- _EXERCISE_: Word for word, print the entries that follow.

==== RECORD EXCERPTS ====

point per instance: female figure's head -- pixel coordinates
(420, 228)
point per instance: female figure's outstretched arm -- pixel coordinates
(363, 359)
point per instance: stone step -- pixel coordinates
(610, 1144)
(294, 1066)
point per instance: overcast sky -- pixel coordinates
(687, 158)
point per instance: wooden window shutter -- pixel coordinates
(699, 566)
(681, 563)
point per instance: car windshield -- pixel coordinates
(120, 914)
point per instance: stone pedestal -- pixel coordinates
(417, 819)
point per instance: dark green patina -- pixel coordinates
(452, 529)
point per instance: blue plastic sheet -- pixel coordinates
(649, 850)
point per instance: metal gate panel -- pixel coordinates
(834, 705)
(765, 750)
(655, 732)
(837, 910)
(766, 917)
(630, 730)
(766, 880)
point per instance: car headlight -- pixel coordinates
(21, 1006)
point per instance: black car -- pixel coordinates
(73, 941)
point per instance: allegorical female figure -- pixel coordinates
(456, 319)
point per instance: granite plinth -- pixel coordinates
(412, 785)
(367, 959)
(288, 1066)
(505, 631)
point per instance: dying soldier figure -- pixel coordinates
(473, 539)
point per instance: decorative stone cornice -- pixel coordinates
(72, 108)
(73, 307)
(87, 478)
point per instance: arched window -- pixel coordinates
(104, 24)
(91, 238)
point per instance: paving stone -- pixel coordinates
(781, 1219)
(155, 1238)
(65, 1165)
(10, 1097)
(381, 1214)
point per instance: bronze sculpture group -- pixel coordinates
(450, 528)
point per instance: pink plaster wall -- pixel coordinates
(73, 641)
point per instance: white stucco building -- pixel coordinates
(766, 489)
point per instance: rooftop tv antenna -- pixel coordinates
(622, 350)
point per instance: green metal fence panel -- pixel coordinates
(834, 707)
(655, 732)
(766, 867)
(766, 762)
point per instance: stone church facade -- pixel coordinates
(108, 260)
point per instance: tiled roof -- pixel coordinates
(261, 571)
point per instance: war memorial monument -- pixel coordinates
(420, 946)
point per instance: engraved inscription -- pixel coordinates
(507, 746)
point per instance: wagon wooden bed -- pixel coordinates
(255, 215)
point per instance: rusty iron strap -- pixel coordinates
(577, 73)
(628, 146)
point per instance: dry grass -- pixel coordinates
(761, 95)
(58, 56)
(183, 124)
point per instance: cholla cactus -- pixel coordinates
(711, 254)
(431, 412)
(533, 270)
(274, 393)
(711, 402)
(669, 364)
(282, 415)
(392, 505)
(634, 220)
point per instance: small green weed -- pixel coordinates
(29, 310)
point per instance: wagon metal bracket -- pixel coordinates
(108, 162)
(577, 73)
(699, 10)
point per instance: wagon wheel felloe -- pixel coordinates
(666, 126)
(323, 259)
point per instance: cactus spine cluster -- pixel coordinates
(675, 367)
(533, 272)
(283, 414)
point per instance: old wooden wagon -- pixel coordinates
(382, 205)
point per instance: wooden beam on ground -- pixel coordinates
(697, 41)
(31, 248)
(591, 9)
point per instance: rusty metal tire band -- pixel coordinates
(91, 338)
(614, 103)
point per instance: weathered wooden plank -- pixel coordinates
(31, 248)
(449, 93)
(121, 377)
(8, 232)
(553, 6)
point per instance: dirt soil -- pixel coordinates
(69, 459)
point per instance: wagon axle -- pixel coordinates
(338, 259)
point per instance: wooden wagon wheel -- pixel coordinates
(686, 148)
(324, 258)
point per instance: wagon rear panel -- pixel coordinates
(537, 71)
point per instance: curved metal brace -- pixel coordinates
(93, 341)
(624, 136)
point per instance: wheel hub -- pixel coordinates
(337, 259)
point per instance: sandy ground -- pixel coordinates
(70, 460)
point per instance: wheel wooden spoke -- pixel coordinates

====

- _WRITTEN RESPONSE_:
point per instance: female figure's head -- pixel coordinates
(420, 228)
point per instance: female figure's outstretched arm -- pixel coordinates
(363, 359)
point per instance: stone step -- pixel coordinates
(610, 1144)
(294, 1066)
point per instance: overcast sky -- pixel coordinates
(687, 158)
point per instance: wooden window shutter -- pixel coordinates
(699, 566)
(681, 563)
point per instance: car windshield -- pixel coordinates
(120, 914)
point per instance: stone pedestal -- pixel coordinates
(417, 819)
point per instance: dark green patina -- pixel coordinates
(452, 529)
point per instance: blue plastic sheet -- pixel coordinates
(649, 850)
point per instance: metal gate panel -- pixel coordinates
(834, 705)
(765, 750)
(655, 732)
(837, 910)
(766, 917)
(630, 730)
(766, 880)
point per instance: car headlight -- pixel coordinates
(21, 1006)
point per instance: black car -- pixel coordinates
(73, 941)
point per instance: allegorical female figure -- pixel coordinates
(456, 319)
point per instance: granite plinth -- pixel coordinates
(412, 785)
(367, 959)
(288, 1066)
(505, 631)
point per instance: dying soldier figure -- pixel coordinates
(473, 539)
point per instance: decorative stone cornice -- pixel coordinates
(72, 108)
(73, 307)
(87, 478)
point per instance: arched window -- pixel coordinates
(104, 24)
(91, 238)
point per instance: paving stone -- pixel coordinates
(781, 1219)
(155, 1238)
(65, 1165)
(10, 1097)
(381, 1214)
point per instance: bronze sculpture group -- pixel coordinates
(450, 528)
point per instance: pink plaster wall -- pixel coordinates
(73, 641)
point per instance: white stucco building -- pixel coordinates
(766, 489)
point per instance: rooftop tv antenna -- pixel coordinates
(622, 350)
point per instance: green metal fence panel -- pixel coordinates
(834, 707)
(655, 732)
(766, 867)
(766, 762)
point per instance: stone church facade -- pixel coordinates
(108, 260)
point per instance: tiled roof -- pixel coordinates
(261, 571)
point per instance: war memorial monument -- pixel coordinates
(420, 946)
point per instance: engraved inscription -- pixel coordinates
(507, 746)
point per instance: wagon wooden bed -- pixel coordinates
(255, 215)
point per instance: rusty iron strap -- pixel coordinates
(577, 73)
(628, 146)
point per instance: dry grass -- pixel coordinates
(761, 95)
(58, 56)
(183, 124)
point per instance: cholla cactus -- pixel coordinates
(711, 254)
(431, 412)
(533, 270)
(274, 393)
(711, 402)
(669, 364)
(282, 415)
(392, 505)
(634, 220)
point per instance: small green weed -- pixel coordinates
(29, 310)
point per instance: wagon metal bracket -- pixel coordinates
(108, 162)
(577, 73)
(699, 10)
point per instance: wagon wheel felloe -- pixel coordinates
(666, 126)
(323, 259)
point per instance: cactus spine cluster -- pixel coordinates
(675, 367)
(533, 272)
(283, 414)
point per instance: old wooden wagon -- pixel coordinates
(382, 205)
point per instance: wooden beam on ground -- pixel coordinates
(697, 41)
(31, 248)
(591, 9)
point per instance: rusty metal tire band -- pixel coordinates
(91, 338)
(614, 103)
point per instance: weathered wooden plank -- pixel coordinates
(31, 248)
(449, 93)
(121, 377)
(8, 232)
(553, 6)
point per instance: dirt soil -- pixel coordinates
(69, 459)
point per instance: wagon axle -- pixel coordinates
(338, 259)
point per instance: wooden wagon wheel -- pixel coordinates
(686, 148)
(324, 258)
point per instance: wagon rear panel -- pixel coordinates
(537, 71)
point per instance: curved metal brace -- pixel coordinates
(93, 341)
(624, 136)
point per instance: wheel hub -- pixel coordinates
(337, 259)
point per instance: sandy ground -- pixel coordinates
(70, 460)
point per instance: wheel wooden spoke -- pixel coordinates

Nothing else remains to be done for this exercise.